Task set:
a) Reproduce everything in the acreage post from "# What tool" down to "Spring high waters.".
b) In the acreage post, what are the width and length of the ditch at the front near the highway?
c) Summarize the acreage post in two sentences.

Passage given:
# What tool for best reliability and function for my Acreage



## Asker123 (Jul 7, 2022)

Greetings from Canada,
I bought a house in last fall on 5 Acres and previous owners planted everything possible .
First I have a 20 feet wide 300 feet long ditch at the front near the highway. That currently has water in it and grass is knee length in the water. I mow on the slope using my riding lawn mower but when water dries , I need to clean the ditch to prepare for next year's possible Spring high waters.
On the two depth sides (approx 650 feet each) and the back side ( same length approx 350 feet) has double Tree lines and there is I dont know what in between those. This year's heavy rains have made things overgrow like crazy. These trees are huge and some places branches hanging on the nearby patch of grass. At some places the inner tree line is actually shrubs growing at very fast speed uncontrolled.
Just a 200 feet by 200 feet is an empty field (soil) everywhere else is grass. I bought a new Cub Cadet Z force SX 54 inch entry level pro grade mower to mow it which is doing great job but some places were under water till last 3 week so grass grew above my waist line. Where my mower can not go, the grass and weed are growing above waist line.

Extracted data:
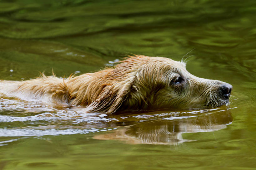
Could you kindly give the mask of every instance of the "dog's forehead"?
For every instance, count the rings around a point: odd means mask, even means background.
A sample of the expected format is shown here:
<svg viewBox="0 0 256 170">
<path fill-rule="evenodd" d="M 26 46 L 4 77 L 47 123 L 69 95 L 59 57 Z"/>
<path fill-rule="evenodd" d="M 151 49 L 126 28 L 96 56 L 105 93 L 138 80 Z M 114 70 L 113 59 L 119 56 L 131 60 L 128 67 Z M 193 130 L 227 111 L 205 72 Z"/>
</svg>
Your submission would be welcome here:
<svg viewBox="0 0 256 170">
<path fill-rule="evenodd" d="M 153 60 L 158 61 L 162 65 L 169 66 L 173 68 L 178 70 L 186 68 L 186 64 L 182 62 L 177 61 L 167 58 L 154 57 L 152 58 Z"/>
</svg>

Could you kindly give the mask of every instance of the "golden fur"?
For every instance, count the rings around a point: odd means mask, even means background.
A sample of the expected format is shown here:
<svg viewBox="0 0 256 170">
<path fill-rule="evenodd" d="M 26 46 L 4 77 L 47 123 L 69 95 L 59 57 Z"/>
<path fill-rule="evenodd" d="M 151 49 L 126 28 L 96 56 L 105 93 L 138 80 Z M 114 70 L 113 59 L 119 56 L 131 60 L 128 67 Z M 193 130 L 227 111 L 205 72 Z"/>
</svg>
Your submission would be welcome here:
<svg viewBox="0 0 256 170">
<path fill-rule="evenodd" d="M 182 83 L 173 83 L 181 76 Z M 5 95 L 56 106 L 81 105 L 88 112 L 213 107 L 228 102 L 218 92 L 228 84 L 193 76 L 182 62 L 143 56 L 130 56 L 113 68 L 66 79 L 42 74 L 33 80 L 0 84 L 0 92 Z"/>
</svg>

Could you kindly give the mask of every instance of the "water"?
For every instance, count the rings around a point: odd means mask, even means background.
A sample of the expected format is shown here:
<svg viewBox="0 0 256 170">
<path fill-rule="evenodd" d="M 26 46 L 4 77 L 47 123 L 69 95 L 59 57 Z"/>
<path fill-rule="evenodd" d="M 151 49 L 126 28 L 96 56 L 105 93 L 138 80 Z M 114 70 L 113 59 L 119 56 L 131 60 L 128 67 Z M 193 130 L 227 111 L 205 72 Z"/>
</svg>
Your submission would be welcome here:
<svg viewBox="0 0 256 170">
<path fill-rule="evenodd" d="M 98 70 L 127 54 L 188 55 L 230 104 L 120 115 L 0 97 L 0 169 L 255 169 L 256 2 L 0 1 L 0 79 Z M 110 62 L 109 62 L 110 61 Z"/>
</svg>

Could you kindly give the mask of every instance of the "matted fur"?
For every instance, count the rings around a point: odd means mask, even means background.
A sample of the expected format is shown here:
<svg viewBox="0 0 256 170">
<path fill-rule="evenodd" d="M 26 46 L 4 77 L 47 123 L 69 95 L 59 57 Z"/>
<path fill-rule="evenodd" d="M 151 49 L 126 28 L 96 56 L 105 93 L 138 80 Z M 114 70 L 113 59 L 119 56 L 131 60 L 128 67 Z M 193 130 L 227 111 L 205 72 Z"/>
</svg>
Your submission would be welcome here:
<svg viewBox="0 0 256 170">
<path fill-rule="evenodd" d="M 173 83 L 179 77 L 182 82 Z M 129 56 L 113 68 L 66 79 L 42 74 L 33 80 L 0 84 L 5 95 L 110 113 L 125 109 L 218 106 L 228 102 L 220 94 L 220 88 L 223 85 L 231 86 L 196 77 L 182 62 L 140 55 Z"/>
</svg>

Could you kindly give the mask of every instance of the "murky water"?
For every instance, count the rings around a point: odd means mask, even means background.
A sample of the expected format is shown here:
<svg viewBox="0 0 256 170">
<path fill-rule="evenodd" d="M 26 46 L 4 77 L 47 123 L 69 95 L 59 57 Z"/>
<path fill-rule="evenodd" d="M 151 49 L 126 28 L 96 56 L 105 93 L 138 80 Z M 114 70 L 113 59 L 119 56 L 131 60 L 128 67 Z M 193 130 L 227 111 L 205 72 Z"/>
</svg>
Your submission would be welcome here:
<svg viewBox="0 0 256 170">
<path fill-rule="evenodd" d="M 130 54 L 233 85 L 204 110 L 78 114 L 0 97 L 0 169 L 255 169 L 256 2 L 0 1 L 0 79 L 98 70 Z"/>
</svg>

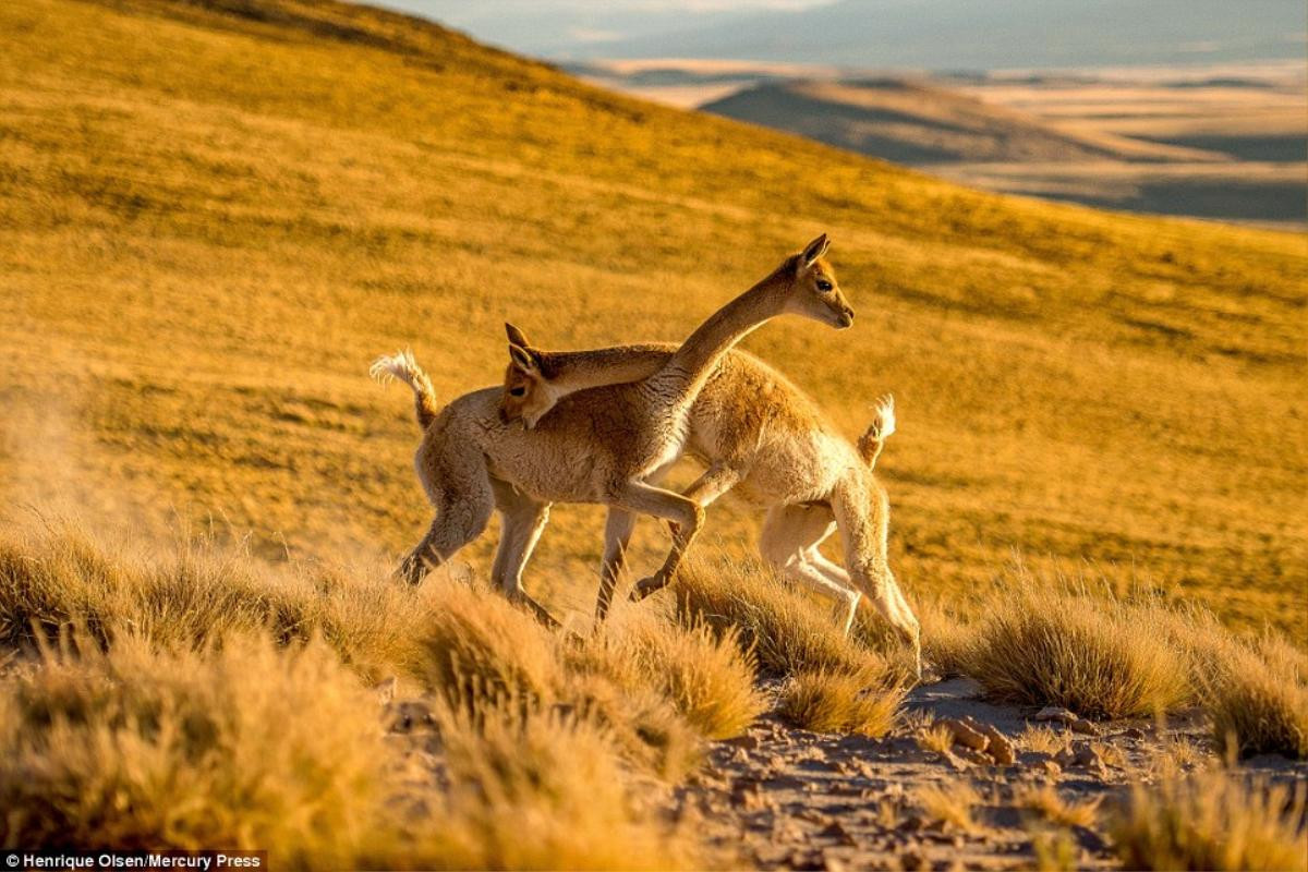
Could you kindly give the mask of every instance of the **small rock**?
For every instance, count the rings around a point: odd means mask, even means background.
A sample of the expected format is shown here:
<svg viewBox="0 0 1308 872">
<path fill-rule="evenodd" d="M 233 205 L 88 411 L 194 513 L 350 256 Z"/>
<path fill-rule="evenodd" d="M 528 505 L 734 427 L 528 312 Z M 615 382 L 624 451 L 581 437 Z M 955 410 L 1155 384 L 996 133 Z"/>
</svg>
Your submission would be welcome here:
<svg viewBox="0 0 1308 872">
<path fill-rule="evenodd" d="M 954 735 L 955 745 L 963 745 L 964 748 L 973 748 L 976 750 L 985 750 L 988 740 L 985 737 L 985 733 L 980 732 L 978 729 L 974 729 L 973 727 L 954 718 L 946 718 L 944 720 L 940 720 L 939 724 Z"/>
<path fill-rule="evenodd" d="M 755 750 L 759 746 L 759 737 L 751 733 L 742 733 L 739 736 L 732 736 L 731 739 L 723 739 L 722 744 L 731 745 L 732 748 Z"/>
<path fill-rule="evenodd" d="M 917 872 L 926 868 L 926 858 L 918 851 L 905 851 L 900 855 L 900 868 L 904 872 Z"/>
<path fill-rule="evenodd" d="M 1079 732 L 1083 736 L 1097 736 L 1100 732 L 1099 727 L 1095 726 L 1093 722 L 1086 720 L 1084 718 L 1076 718 L 1067 726 L 1071 727 L 1073 732 Z"/>
<path fill-rule="evenodd" d="M 900 833 L 917 833 L 922 829 L 922 818 L 917 814 L 909 814 L 895 829 Z"/>
<path fill-rule="evenodd" d="M 986 737 L 986 753 L 994 757 L 997 763 L 1001 766 L 1012 766 L 1016 762 L 1018 749 L 1014 748 L 1012 741 L 1007 736 L 995 729 L 994 724 L 984 724 L 981 733 Z"/>
<path fill-rule="evenodd" d="M 823 851 L 821 852 L 821 862 L 823 862 L 823 868 L 827 872 L 845 872 L 845 869 L 849 868 L 848 865 L 845 865 L 844 860 L 841 860 L 838 856 L 836 856 L 831 851 Z"/>
</svg>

Replies:
a)
# What tool for best reliability and function for my Acreage



## Asker123 (Jul 7, 2022)

Greetings from Canada,
I bought a house in last fall on 5 Acres and previous owners planted everything possible .
First I have a 20 feet wide 300 feet long ditch at the front near the highway. That currently has water in it and grass is knee length in the water. I mow on the slope using my riding lawn mower but when water dries , I need to clean the ditch to prepare for next year's possible Spring high waters.

b) It is 20 feet wide and 300 feet long.

c) The poster bought a house on 5 acres last fall and describes a 20-by-300-foot ditch near the highway that needs cleaning before next spring, along with double tree lines on three sides that heavy rains have left overgrown with huge trees and fast-growing shrubs. Apart from a 200-by-200-foot empty field, the property is grass, which a new Cub Cadet mower handles well, though in some places grass and weeds have grown above waist height.